▶ Excerpted text
(begin)

In my message, I asserted that “Some students seem to think that the awarding of grades takes place in an arena that is either tantamount to a middle eastern bazaar in which everything is open to negotiation, or a setting in which they are free to make demands purely because it serves their interest to do so.”. Thereby ensued an interesting dialogue – some of whose speculations and conclusions I would like to present here. But first a little context.

Three years ago I retired as Professor of Mathematics at a major state university. However, during my final 11 years, I served as Senior Associate Dean in the so-called College of Computer, Mathematical and Physical Sciences, and as such, I did no teaching during that time. Since my retirement, I have returned to teaching (part-time). Perhaps not surprisingly, I noted that quite a few changes in the instructional environment had occurred over the decade in which I was out of the classroom. Most had to do with the pervasive effects of technological innovation. Numerous aspects of the enterprise – including registration, student-teacher communication, presentation of syllabi and assignments, administration of exams and issuance of grades – had been altered due to the advent of advanced technological capabilities. But the change that most surprised me, and about which we are concerned here, is the unwillingness of too many of today’s students’ to unquestioningly accept the instructor as the ultimate arbiter of their grades. Here is another representative example from the email onslaught:

I thought I had done well, but my final grade in the class is less than I thought it would be. Also, if I did do well on the final, will you please consider raising my grade any bit? I am going to take summer classes to keep a certain GPA, but they are very expensive for out of state students so I want to take as little as possible.

The afore-mentioned dialogue raised two questions: What accounts for this change in student behavior and – presuming it is unwelcome – what can be done about it? Few answers were offered for the second question, but many were suggested for the first. These included: a reflection of how children are raised; emulation of parental behavior; spillover from how people see deals are cut when making major purchases; pressure to always “go for it” and to “maximize options”; being overly task-focused at the expense of seeing the big picture.

While thinking about this behavior and in light of some of the other remarks from colleagues, I compiled a list of eight possible causes of said behavior. I have been contemplating all of them as I focus on methods, which I might employ in the future to encourage students to modify their behavior. But more on that below. First, the causes:

1.      Helicopter Parents. One consequence of parents who advocate incessantly for their children are students who recognize no bounds to self-advocacy.

2.      Family Breakdown. The decay in the structure of the American family is well-documented. A concomitant withering of moral instruction is an obvious consequence.

3.      In Loco Parentis. The university long ago shed its role as a moral instructor of the nation’s youth who are between their parents’ home and their own.

(end)

▶ Dataset section
(begin)

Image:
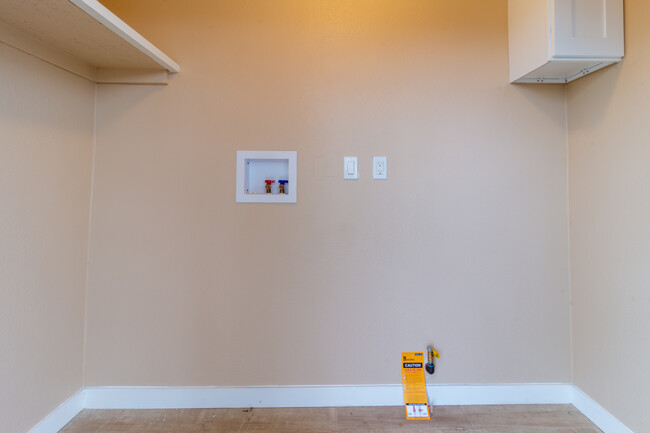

(end)

▶ Tasks to complete
- 1) From the essay on students negotiating grades, list every explanation offered in the dialogue for the change in student behavior.
- 2) Update the essay on students negotiating grades by writing out everything from "1.      Helicopter Parents. One" down to "and their own." again, with "well-documented" replaced by "widely recognized".
- 3) Extend the essay on students negotiating grades, picking up after its final sentence.

▶ In response
- 1)
- a reflection of how children are raised
- emulation of parental behavior
- spillover from how people see deals are cut when making major purchases
- pressure to always "go for it" and to "maximize options"
- being overly task-focused at the expense of seeing the big picture

- 2)
1.      Helicopter Parents. One consequence of parents who advocate incessantly for their children are students who recognize no bounds to self-advocacy.

2.      Family Breakdown. The decay in the structure of the American family is widely recognized. A concomitant withering of moral instruction is an obvious consequence.

3.      In Loco Parentis. The university long ago shed its role as a moral instructor of the nation’s youth who are between their parents’ home and their own.

- 3)
4.      College Cost. The cost of an education is so severely high that every bad grade, which is an impediment to obtaining a degree, is seen as a major obstacle to securing the ticket to increased success and wealth, which, statistics prove, a college degree represents. Thus any failing grade is not only a reflection of poor effort, but also a serious blow to one’s chance at material success.

5.      Teaching to the Test. Official policies that result in instruction and examination based solely on a tool that will purportedly measure the acquired knowledge lead to the following, according to one faculty colleague: “a generation viewing life as a ‘sequence of necessary tasks.’  They are generally willing to do the tasks, but they are a little indifferent as to whether the tasks have meaning. In the case of grades … the students … do not understand what it means to have their work ‘objectively judged’.”

6.      Entitled. We are less a society devoted to personal responsibility than to individual entitlement. Young people are imbued with the idea that they are entitled to a higher education. A failing grade interferes with that entitlement.

7.      Liberty. We are also a society no longer focused in individual liberty, but instead on universal equality. Well if we are all equal and are all to stay equal, then we all ought to receive equally fine grades.

8.      Cultural Heritage. Finally, at the risk of sounding chauvinistic, with the change from a relatively uniform Western European heritage into a multicultural society, it may be that the British stiff upper lip is unheard of in vast segments of current American society.

So what might be done about these causes and the unpleasant student behavior that results from them? What can the university do? What can I do? With the possible exception of #3 and #4, these are truly societal or cultural shifts, which the university reflects more than instigates. Regarding #4, there is no question that the cost of a higher education in the US has skyrocketed in recent decades. The university might do something about that, e.g. by: cutting back on bloated administrative staffs; ceasing to build outrageously expensive buildings to house sports or recreational facilities; or by being more selective in supporting the overly extensive academic fields of study that reflect the excessive reach of today’s mega universities.

As for #3, there is again no question that universities have retreated from their historical role – alongside parents and family, church and civic associations, and of course elementary through high school teachers – as molders of the morals of the youth who pass through the portals. Personally, I don’t view this as a healthy trend, but I doubt that it will change anytime soon.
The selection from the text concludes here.